_TASK INPUTS:_

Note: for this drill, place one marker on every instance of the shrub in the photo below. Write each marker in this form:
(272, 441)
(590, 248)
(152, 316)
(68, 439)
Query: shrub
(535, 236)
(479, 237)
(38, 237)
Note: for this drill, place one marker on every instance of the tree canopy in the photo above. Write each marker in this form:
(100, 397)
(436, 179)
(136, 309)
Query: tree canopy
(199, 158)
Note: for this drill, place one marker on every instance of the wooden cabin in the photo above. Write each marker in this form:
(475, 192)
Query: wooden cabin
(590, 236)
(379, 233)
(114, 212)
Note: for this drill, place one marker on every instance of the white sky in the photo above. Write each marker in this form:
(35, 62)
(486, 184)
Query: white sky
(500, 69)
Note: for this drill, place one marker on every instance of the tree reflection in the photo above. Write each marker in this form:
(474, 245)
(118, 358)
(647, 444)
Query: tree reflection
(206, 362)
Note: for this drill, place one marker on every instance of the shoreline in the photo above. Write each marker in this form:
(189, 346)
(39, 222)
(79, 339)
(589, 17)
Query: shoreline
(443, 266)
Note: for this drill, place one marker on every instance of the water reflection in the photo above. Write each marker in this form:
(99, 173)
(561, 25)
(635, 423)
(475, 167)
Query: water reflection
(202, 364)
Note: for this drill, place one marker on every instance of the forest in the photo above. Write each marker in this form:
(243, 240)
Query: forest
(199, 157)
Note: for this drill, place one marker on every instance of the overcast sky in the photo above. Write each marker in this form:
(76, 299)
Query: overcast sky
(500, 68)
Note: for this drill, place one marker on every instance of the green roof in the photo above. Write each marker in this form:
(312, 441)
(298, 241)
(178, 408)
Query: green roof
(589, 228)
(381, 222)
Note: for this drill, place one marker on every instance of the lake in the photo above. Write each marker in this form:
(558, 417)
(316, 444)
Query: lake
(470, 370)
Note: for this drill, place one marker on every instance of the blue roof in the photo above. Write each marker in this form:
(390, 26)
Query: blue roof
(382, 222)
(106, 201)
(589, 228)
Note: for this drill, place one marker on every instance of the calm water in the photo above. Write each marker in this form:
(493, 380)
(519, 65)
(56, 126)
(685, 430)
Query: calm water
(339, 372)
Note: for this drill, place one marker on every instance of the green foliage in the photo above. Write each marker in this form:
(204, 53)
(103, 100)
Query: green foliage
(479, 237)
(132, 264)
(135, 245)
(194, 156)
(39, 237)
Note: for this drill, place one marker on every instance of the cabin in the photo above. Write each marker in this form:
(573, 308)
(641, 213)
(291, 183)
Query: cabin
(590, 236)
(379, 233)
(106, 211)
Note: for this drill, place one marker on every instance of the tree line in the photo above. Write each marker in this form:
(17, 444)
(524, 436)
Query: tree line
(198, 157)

_TASK DIRECTIONS:_
Print every entry exactly as it appears.

_OUTPUT OF THE TASK:_
Note: for this drill, place one marker on every instance of the shrub in the photo below. Write each marker in this form:
(272, 441)
(590, 248)
(152, 316)
(68, 439)
Query: shrub
(535, 236)
(479, 237)
(38, 237)
Note: for this drill, place one marker on every instance of the tree canopy in the photo above. Write each marker in this form:
(100, 397)
(436, 179)
(136, 309)
Query: tree canopy
(199, 158)
Note: for this drill, place one marker on every instance of the wooden cabin in the photo above. Write each marker in this form:
(475, 192)
Query: wooden cabin
(590, 236)
(379, 233)
(114, 212)
Note: for this drill, place one marker on every instance of the white sky in the photo above. Write each marker in this form:
(35, 62)
(486, 184)
Query: white sky
(500, 69)
Note: for this drill, place one marker on every instance of the tree reflection in the photo above. Write each marker in this form:
(474, 245)
(118, 358)
(647, 444)
Query: tree reflection
(206, 362)
Note: for this drill, place one marker on every instance of the shoreline in the photo above. Write each marker in this form:
(189, 346)
(39, 222)
(79, 339)
(589, 17)
Query: shoreline
(443, 266)
Note: for this drill, place one marker on every instance of the water reflection in the photo above. Write each marker in this form:
(99, 173)
(561, 25)
(635, 423)
(475, 167)
Query: water reflection
(202, 364)
Note: for this drill, place one marker on every instance of the forest in the photo above. Write each marker in this form:
(243, 240)
Query: forest
(199, 157)
Note: for this drill, place one marker on every instance of the overcast sky in the photo above. Write each marker in this form:
(76, 299)
Query: overcast sky
(500, 68)
Note: for this drill, place one marker on every instance of the green roof in the photo above. Write each marker in this form:
(312, 441)
(298, 241)
(178, 408)
Query: green roof
(589, 228)
(381, 222)
Note: for this drill, place one marker on every instance of the lake in the photo above. Write each marker in this form:
(558, 417)
(316, 444)
Query: lake
(470, 370)
Note: for this drill, place one marker on every instance of the blue roof in the photo above. Write each marker in this form:
(390, 26)
Query: blue roof
(382, 222)
(106, 201)
(589, 228)
Note: for this drill, place one marker on every instance of the calm water in the photo above. Write each marker in this form:
(493, 380)
(519, 65)
(56, 126)
(685, 430)
Query: calm water
(339, 372)
Note: for this drill, place one marker on every instance of the green foliage in the photo above. Write each marker in this form:
(204, 53)
(103, 100)
Query: green foliage
(479, 237)
(132, 264)
(135, 245)
(194, 156)
(39, 237)
Note: for this drill, place one marker on every instance of the cabin in the photo above. Write each marker in this form:
(573, 308)
(641, 213)
(291, 183)
Query: cabin
(590, 236)
(379, 233)
(106, 211)
Note: for this drill, place one marker on every instance of the tree line in the photo above. Write each marker in this form:
(17, 444)
(524, 436)
Query: tree line
(198, 157)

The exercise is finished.